→ REQUIREMENT
Your task is to print all of the data word for word.

-- begin PROVIDED RECORDS --

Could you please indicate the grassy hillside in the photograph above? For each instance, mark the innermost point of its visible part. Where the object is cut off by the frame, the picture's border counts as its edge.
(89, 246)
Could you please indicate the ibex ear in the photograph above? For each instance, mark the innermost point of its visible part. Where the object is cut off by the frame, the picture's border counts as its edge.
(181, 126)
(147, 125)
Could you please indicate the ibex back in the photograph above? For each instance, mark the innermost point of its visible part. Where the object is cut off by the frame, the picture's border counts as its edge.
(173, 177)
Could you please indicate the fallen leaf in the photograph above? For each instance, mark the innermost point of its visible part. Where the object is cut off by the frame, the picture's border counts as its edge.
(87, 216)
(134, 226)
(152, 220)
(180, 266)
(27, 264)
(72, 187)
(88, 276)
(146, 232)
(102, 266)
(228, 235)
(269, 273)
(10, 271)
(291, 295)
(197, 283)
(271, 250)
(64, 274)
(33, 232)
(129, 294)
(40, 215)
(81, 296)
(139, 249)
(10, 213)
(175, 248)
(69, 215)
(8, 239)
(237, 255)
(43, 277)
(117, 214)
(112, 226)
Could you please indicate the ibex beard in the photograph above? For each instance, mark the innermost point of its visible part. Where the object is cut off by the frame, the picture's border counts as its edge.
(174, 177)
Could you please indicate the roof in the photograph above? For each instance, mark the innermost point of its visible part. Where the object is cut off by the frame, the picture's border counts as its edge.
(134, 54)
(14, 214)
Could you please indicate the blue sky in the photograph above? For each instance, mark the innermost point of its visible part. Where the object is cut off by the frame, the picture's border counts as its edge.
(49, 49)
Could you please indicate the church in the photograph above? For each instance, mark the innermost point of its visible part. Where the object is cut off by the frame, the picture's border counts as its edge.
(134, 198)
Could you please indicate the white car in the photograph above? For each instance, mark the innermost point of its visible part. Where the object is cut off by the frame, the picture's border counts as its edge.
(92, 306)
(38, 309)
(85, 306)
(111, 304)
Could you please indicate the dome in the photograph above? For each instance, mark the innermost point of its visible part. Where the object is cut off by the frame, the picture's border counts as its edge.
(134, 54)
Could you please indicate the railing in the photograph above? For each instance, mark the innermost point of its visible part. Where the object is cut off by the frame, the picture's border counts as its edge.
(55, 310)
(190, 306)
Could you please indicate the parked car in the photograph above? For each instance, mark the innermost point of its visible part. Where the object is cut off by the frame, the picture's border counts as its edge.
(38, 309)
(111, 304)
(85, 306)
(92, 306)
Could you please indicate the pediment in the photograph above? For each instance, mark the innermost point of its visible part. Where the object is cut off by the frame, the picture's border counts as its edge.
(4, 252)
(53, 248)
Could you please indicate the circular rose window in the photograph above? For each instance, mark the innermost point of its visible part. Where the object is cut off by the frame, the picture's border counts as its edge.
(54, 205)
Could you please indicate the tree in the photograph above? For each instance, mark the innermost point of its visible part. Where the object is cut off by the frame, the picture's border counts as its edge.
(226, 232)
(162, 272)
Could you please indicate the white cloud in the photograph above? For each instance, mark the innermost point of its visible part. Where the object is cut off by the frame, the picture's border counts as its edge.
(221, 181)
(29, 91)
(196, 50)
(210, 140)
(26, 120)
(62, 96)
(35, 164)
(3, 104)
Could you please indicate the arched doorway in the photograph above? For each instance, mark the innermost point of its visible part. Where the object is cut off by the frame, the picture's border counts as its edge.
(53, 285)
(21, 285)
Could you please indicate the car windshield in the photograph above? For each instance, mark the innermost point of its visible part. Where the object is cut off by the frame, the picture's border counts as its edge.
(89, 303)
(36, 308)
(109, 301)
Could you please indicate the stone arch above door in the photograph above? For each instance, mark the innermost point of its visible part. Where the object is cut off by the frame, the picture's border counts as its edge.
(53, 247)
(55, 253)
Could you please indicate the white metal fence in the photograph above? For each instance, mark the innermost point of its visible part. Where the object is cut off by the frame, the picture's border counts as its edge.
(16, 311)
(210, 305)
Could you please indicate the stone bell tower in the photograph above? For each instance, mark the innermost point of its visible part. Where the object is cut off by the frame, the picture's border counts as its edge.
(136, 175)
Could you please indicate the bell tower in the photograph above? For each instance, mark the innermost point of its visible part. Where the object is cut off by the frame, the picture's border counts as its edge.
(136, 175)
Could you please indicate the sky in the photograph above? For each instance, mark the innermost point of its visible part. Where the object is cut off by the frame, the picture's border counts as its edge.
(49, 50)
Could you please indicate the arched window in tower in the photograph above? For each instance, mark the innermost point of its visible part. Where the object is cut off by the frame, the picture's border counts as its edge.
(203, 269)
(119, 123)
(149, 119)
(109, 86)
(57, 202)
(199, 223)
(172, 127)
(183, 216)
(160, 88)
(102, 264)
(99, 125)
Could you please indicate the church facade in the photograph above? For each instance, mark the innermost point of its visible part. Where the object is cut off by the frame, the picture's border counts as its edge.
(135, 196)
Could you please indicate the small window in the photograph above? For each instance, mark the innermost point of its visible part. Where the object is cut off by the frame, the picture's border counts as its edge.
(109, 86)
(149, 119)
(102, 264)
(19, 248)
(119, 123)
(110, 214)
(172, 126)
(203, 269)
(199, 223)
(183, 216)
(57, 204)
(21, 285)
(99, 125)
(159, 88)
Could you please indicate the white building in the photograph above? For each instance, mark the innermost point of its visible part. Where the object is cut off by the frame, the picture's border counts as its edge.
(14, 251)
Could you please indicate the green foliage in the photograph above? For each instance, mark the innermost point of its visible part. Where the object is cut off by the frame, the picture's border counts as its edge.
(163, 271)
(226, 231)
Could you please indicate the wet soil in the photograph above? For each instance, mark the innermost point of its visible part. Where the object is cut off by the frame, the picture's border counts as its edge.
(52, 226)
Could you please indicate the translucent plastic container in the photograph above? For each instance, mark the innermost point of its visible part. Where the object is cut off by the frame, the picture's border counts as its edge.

-- end PROVIDED RECORDS --

→ RESULT
Could you please indicate the grassy hillside in the photograph above? For each instance, mark the innermost point of its visible part. Where the object is cut off by the frame, the picture's border counts as its edge.
(89, 246)
Could you please indicate the ibex ear in the photograph above? For each instance, mark the innermost point of its visible part. Where the object is cut off by the frame, the picture's border counts as its edge.
(181, 126)
(147, 125)
Could you please indicate the ibex back in the photograph above? For each instance, mark the innermost point of its visible part. Where the object is cut off by the frame, the picture's border counts as its edge.
(173, 177)
Could you please indicate the fallen leaf in the photograph above? For each instance, mark the innermost point of its visible part. Where the object is cut off by the frame, the picture's border counts as its edge.
(87, 216)
(134, 226)
(152, 220)
(180, 266)
(27, 264)
(72, 187)
(88, 276)
(146, 232)
(102, 266)
(228, 235)
(269, 273)
(10, 271)
(291, 295)
(197, 283)
(271, 250)
(64, 274)
(33, 232)
(129, 294)
(40, 215)
(81, 296)
(139, 249)
(10, 213)
(175, 248)
(69, 215)
(8, 239)
(237, 255)
(43, 277)
(117, 214)
(112, 226)
Could you please indicate the ibex beard in the photograph above? For each instance, mark the innermost point of its visible part. Where the object is cut off by the frame, the picture's border counts as its edge.
(174, 177)
Could you please indicate the roof in the photograph above? For each instance, mark the innermost point of its visible part. Where the object is cut off by the frame, the picture's border counts as its edge.
(134, 54)
(14, 214)
Could you please indicate the blue sky in the photograph above? For each instance, mark the innermost point of its visible part. Where the object is cut off by the frame, the picture's border counts as its edge.
(49, 49)
Could you please indicate the church in the photograph above? For each instance, mark the innermost point of its visible part. Where the object is cut off by the frame, the picture's border counts as its edge.
(134, 198)
Could you please indicate the white car in the photograph above? For each instance, mark the innermost point of its visible part. Where the object is cut off by the frame, the picture's border counts as its edge.
(92, 306)
(38, 309)
(85, 306)
(111, 304)
Could you please indicate the dome in the photograph above? For each instance, mark the innermost point of its visible part. Where the object is cut off by the frame, the picture's border counts as its edge.
(134, 54)
Could you please indicate the railing in the photograph above? For each instance, mark the innermost point of its visible part. Where the object is cut off by the frame, the picture's border counts as its edge.
(55, 310)
(190, 306)
Could you please indicate the parked car in the photograph above? For each instance, mark the innermost point of its visible part. Where the object is cut off by the frame, the picture's border counts as its edge.
(38, 309)
(111, 304)
(85, 306)
(92, 306)
Could you please indicate the pediment in the photograph above? For each instance, mark the innermost point of its visible part. Where the object is cut off by the frame, the picture's border counts as its edge.
(4, 252)
(53, 248)
Could you please indicate the circular rose window in the photograph above? For each instance, mark the innermost point of its visible part. Where the object is cut off by the frame, the picture's border counts as its edge.
(54, 205)
Could you please indicate the tree in the photograph above? For each instance, mark the innermost point of its visible part. Where the object is cut off by the frame, the picture's border counts as its edge.
(226, 232)
(162, 272)
Could you please indicate the white cloud in the photograph above? For each instance, mark the innermost point of its visible part. Where the object is cut off by the frame, the picture's border counts as its edge.
(221, 181)
(29, 91)
(196, 50)
(210, 140)
(26, 120)
(62, 96)
(35, 164)
(3, 104)
Could you please indicate the arched doorway in the photograph above? For each instance, mark the innermost point of its visible part. Where the object is cut off by the frame, the picture's border counts as its edge.
(53, 285)
(21, 285)
Could you please indicate the car windshield in the photograph above? For each instance, mark the innermost point of its visible part. Where the object is cut off by the frame, the picture's border counts as its edge.
(89, 303)
(36, 308)
(109, 301)
Could you please indicate the stone arch above door in the photograph above? For each instance, mark the innermost point of its visible part. Where the object is cut off by the frame, the picture's border counts as its edge.
(53, 247)
(55, 253)
Could you please indicate the white metal fence in the photograph above? For each instance, mark the innermost point of its visible part. Where the object is cut off by the frame, the picture's border counts as its edge.
(16, 311)
(210, 305)
Could you please indicate the stone bell tower in the photograph above? For each instance, mark the innermost point of its visible part. Where the object is cut off by the frame, the picture's border counts as its edge.
(136, 175)
Could you please indicate the bell tower in the photograph above? For each instance, mark the innermost point of its visible part. Where the object is cut off by the frame, the picture's border counts as its edge.
(136, 175)
Could you please indicate the sky in the photograph above? For each instance, mark the innermost point of its visible part. Where the object is cut off by the frame, the picture's border counts as its edge.
(49, 50)
Could you please indicate the arched window in tower in the photograph above? For each instance, mark the innermost point of its visible part. Where the object is cut off by the frame, the picture's border counts as its edge.
(203, 269)
(119, 123)
(149, 119)
(109, 86)
(57, 202)
(199, 223)
(172, 127)
(183, 216)
(160, 88)
(102, 264)
(99, 125)
Could you please indicate the church facade in the photograph above? For each instance, mark the innermost point of its visible part. Where the object is cut off by the frame, the picture's border counts as its edge.
(135, 196)
Could you please indicate the small window in the photograph above? For each instance, mark the innermost point of its visible part. Where the object is cut off by the frame, the picture's border counts as its edge.
(109, 86)
(149, 119)
(102, 264)
(19, 248)
(119, 123)
(110, 214)
(172, 126)
(203, 269)
(199, 223)
(183, 216)
(57, 204)
(21, 285)
(99, 125)
(159, 88)
Could you please indicate the white building in the photograph above? For each instance, mark the innermost point of its visible part. Where the object is cut off by the frame, the picture's border counts as its edge.
(14, 251)
Could you please indicate the green foliage in the photograph above? For each instance, mark the innermost point of its visible part. Where the object is cut off by the frame, the picture's border counts as its edge.
(163, 271)
(226, 231)
Could you please indicate the wet soil in the photograph above? For each instance, mark the innermost point of its visible part. Where the object is cut off by the frame, the picture's border counts as its edge.
(52, 226)
Could you please indicate the translucent plastic container in the photograph above? For each instance, mark the innermost point of its visible part. Where the object is cut off by the frame, the picture's border counts as its edge.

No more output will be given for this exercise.